• Goal:
Quote exactly, and only, the lines from the one with "I would appreciate it if you could identify the window in" through the end of the listing.

[Stored items]

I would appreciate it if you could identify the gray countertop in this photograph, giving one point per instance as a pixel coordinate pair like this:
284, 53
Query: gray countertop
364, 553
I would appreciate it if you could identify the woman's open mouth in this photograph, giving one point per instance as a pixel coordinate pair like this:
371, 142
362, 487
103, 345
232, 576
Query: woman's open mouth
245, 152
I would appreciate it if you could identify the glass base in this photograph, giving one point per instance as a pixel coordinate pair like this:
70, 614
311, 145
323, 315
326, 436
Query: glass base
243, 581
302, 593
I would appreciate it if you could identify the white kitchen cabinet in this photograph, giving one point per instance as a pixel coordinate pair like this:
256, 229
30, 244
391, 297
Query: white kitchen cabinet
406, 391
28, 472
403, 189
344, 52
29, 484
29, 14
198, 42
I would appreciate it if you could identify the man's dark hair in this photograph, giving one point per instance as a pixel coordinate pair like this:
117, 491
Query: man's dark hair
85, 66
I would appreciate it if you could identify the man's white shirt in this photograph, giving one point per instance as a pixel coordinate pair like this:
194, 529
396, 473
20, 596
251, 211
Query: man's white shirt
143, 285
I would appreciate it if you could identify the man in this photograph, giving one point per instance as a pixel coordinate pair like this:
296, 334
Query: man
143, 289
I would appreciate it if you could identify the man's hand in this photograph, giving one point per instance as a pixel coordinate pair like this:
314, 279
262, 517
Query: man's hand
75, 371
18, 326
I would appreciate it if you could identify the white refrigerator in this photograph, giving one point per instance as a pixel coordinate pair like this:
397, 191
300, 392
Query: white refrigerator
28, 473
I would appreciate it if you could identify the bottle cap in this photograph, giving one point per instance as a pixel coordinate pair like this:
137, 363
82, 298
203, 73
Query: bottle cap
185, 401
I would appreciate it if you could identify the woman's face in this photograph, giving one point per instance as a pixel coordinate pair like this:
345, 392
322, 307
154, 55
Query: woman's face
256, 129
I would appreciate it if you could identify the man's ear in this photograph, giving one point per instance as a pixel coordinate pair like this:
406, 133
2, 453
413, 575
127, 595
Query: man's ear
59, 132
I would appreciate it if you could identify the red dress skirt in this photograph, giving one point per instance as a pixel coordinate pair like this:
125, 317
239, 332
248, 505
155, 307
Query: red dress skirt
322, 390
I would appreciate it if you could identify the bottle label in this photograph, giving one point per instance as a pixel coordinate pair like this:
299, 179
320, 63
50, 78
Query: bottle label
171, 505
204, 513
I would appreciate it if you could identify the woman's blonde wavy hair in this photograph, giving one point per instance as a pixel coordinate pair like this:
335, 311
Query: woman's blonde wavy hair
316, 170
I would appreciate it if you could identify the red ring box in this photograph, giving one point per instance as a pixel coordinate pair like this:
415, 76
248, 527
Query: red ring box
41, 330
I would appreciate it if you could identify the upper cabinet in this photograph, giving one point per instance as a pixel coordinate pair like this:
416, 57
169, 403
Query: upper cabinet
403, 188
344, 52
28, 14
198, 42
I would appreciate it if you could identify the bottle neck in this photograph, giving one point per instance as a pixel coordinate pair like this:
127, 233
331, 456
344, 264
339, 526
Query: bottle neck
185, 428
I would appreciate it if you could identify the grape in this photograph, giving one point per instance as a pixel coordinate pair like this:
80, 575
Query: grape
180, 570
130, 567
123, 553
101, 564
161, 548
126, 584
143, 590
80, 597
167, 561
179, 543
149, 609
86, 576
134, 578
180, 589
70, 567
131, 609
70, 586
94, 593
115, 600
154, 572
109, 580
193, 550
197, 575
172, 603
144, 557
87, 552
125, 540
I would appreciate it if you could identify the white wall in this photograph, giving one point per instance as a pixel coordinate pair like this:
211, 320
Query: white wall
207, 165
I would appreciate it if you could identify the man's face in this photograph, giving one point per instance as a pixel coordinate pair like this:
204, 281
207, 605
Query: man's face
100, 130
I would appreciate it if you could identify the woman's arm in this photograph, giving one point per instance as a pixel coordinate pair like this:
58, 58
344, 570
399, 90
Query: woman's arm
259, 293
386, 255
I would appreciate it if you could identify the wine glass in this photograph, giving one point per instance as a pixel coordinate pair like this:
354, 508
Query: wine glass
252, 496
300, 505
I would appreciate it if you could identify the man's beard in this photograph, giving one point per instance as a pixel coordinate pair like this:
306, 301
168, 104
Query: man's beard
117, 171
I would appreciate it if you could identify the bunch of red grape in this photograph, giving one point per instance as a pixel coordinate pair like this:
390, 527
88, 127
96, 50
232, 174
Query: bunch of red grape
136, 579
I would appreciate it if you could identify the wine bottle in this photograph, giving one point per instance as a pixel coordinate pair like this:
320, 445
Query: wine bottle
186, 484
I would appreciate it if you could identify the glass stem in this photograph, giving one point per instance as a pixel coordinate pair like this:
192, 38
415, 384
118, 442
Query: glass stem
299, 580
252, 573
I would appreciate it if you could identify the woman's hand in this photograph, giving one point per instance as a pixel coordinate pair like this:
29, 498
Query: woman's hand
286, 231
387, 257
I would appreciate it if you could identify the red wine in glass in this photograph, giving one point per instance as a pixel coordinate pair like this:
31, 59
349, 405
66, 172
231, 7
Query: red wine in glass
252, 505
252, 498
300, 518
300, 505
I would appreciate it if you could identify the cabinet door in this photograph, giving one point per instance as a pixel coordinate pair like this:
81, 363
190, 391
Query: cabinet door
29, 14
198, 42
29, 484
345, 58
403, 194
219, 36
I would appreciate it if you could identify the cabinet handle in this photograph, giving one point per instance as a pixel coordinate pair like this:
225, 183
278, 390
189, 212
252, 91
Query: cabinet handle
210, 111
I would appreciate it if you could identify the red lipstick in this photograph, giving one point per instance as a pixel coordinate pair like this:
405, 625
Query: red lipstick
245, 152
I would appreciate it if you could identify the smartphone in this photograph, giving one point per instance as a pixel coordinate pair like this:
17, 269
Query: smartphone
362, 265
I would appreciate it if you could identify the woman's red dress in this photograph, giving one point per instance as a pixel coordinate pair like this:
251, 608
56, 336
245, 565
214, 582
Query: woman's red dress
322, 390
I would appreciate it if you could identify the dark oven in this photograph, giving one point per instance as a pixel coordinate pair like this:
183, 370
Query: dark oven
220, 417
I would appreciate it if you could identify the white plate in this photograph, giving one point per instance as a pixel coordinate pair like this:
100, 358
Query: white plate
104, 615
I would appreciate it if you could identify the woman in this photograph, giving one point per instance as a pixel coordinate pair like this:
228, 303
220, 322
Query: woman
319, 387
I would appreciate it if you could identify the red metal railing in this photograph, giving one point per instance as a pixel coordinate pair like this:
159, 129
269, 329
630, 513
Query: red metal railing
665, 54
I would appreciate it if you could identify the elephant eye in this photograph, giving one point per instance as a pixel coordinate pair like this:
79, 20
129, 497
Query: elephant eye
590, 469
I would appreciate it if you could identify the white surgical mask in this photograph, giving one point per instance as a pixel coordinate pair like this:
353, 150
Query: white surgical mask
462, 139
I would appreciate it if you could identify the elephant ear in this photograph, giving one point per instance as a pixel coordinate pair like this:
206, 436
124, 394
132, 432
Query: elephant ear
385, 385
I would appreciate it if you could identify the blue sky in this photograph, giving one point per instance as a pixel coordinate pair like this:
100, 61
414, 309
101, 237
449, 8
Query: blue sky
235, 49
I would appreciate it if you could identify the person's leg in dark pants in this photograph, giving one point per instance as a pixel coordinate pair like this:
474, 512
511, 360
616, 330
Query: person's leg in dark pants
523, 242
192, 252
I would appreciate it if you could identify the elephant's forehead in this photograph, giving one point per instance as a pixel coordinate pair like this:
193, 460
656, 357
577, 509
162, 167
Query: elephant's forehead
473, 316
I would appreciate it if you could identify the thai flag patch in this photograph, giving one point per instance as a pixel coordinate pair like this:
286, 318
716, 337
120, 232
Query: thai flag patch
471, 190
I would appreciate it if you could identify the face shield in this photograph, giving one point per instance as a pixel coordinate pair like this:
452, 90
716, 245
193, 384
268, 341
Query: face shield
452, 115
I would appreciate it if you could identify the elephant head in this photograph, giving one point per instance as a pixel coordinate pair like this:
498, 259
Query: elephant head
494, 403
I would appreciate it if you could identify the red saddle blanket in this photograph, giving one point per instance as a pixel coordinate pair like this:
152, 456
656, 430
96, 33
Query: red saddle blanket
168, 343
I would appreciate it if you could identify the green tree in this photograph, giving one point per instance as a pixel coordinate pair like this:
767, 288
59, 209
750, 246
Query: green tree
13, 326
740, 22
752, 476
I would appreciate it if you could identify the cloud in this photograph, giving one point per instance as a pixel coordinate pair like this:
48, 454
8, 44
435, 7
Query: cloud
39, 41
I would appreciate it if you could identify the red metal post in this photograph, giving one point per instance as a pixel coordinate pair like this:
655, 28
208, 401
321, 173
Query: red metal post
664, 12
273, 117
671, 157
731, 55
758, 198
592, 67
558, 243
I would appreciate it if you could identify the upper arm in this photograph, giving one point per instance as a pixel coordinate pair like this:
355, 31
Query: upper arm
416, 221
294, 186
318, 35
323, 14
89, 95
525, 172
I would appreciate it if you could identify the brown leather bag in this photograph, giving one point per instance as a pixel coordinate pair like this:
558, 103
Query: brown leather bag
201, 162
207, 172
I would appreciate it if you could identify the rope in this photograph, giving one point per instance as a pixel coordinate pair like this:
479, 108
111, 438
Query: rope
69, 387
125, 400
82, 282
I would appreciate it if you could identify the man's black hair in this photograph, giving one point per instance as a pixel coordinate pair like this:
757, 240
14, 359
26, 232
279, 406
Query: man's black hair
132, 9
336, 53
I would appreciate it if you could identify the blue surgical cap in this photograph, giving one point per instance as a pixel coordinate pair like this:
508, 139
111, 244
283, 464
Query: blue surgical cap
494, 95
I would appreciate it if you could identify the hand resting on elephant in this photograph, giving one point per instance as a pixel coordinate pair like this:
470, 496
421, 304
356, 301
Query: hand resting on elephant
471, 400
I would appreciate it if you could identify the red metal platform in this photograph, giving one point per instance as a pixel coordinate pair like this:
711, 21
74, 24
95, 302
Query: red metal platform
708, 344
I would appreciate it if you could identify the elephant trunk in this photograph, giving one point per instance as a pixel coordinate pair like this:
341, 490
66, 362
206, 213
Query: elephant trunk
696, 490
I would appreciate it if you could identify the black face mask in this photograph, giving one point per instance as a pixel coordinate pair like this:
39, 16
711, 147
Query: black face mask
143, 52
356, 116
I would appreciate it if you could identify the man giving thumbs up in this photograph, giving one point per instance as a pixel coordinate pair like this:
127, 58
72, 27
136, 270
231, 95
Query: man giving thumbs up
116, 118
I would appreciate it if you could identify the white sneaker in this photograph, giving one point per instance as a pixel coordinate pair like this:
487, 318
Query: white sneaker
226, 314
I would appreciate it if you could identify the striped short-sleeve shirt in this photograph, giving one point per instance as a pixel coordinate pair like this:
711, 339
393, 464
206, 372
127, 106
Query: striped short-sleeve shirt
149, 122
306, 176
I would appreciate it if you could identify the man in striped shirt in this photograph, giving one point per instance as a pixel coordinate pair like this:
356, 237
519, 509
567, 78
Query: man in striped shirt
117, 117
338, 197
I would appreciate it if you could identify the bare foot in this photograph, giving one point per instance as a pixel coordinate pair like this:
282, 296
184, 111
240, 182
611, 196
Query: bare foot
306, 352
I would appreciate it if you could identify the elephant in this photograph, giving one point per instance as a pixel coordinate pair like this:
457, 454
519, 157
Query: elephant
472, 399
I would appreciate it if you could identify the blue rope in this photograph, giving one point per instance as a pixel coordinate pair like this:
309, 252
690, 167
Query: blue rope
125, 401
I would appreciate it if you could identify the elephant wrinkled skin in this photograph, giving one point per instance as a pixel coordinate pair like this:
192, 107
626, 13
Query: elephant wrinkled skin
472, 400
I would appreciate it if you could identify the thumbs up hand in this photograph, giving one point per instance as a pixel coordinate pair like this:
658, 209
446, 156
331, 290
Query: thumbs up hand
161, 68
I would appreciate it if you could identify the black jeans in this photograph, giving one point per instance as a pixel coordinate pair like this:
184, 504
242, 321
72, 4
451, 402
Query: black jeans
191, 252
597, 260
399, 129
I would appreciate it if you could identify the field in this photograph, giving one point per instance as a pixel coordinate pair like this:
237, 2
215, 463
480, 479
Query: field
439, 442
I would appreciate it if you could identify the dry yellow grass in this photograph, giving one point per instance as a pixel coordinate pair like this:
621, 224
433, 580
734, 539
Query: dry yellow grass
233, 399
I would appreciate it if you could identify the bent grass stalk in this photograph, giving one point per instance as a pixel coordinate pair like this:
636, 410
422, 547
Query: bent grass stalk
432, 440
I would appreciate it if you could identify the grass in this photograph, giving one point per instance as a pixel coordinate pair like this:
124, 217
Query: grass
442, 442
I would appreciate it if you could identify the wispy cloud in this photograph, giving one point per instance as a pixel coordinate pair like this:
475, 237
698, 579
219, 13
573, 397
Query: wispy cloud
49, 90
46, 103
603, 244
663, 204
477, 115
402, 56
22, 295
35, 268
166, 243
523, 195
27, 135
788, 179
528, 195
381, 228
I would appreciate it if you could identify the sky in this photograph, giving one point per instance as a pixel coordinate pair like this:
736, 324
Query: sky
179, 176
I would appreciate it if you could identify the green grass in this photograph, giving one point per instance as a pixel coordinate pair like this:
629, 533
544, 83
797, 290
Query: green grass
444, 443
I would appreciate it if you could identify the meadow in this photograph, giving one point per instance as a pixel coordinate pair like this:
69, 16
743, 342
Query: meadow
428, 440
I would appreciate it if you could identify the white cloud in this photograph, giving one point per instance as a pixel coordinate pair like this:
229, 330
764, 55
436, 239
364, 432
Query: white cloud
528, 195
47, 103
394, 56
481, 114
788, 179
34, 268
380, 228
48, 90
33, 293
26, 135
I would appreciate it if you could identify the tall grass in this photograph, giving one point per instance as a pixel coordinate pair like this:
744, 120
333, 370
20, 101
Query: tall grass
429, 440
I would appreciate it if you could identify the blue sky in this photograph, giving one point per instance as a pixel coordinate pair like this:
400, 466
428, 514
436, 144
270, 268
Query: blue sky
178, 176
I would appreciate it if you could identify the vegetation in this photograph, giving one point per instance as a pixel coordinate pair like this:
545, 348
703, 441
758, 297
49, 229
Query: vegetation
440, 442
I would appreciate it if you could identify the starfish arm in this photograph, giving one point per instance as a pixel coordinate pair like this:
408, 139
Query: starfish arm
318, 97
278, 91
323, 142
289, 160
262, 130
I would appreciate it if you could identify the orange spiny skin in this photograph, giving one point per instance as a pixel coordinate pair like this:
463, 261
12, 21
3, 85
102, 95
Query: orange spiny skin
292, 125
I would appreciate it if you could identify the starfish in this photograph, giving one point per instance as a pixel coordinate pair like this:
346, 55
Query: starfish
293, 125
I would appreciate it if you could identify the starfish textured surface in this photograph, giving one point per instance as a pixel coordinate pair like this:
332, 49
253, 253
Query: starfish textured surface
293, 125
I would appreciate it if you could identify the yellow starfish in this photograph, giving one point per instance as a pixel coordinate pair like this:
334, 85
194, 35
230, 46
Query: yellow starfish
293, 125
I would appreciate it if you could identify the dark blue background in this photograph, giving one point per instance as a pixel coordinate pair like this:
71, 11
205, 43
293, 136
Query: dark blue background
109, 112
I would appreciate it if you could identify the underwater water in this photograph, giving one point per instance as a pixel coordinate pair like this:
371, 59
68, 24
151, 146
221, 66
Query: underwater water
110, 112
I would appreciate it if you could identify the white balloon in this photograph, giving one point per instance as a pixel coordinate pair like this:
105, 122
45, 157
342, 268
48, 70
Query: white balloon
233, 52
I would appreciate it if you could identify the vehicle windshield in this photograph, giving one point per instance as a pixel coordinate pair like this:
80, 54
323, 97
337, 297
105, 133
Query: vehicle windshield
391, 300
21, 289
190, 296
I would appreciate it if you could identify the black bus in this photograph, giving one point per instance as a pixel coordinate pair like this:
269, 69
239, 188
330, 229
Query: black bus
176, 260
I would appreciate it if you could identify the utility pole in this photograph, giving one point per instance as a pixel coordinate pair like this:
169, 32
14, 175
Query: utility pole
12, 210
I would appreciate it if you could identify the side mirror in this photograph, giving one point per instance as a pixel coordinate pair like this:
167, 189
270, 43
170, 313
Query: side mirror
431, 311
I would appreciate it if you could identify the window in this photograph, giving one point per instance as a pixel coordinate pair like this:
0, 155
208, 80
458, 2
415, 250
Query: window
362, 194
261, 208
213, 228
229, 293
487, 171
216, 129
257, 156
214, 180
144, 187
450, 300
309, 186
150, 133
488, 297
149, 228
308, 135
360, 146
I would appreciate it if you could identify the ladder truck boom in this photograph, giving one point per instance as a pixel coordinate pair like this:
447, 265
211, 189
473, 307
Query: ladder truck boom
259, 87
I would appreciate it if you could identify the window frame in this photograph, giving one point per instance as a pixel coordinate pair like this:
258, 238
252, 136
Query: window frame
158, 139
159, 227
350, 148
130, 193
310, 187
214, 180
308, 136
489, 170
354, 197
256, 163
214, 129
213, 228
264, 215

• Exercise response:
I would appreciate it if you could identify the window in this photograph, giving one point per instance as a pixel coordinate pair like this:
0, 155
208, 80
458, 2
415, 250
Query: window
362, 194
261, 208
213, 228
229, 293
487, 171
216, 129
257, 156
214, 180
144, 187
450, 300
309, 186
150, 133
488, 297
149, 228
308, 135
360, 146
I would appreciate it if you could identify the ladder truck boom in this photograph, giving one point per instance as a pixel coordinate pair like this:
447, 265
211, 189
473, 307
Query: ladder truck boom
259, 87
I would appreciate it if you could identify the window frame in this photograph, giving one point per instance as a pixel coordinate pair like this:
258, 238
252, 136
Query: window frame
158, 139
159, 227
350, 148
130, 193
310, 187
214, 180
308, 136
489, 170
354, 197
256, 163
214, 129
213, 228
264, 215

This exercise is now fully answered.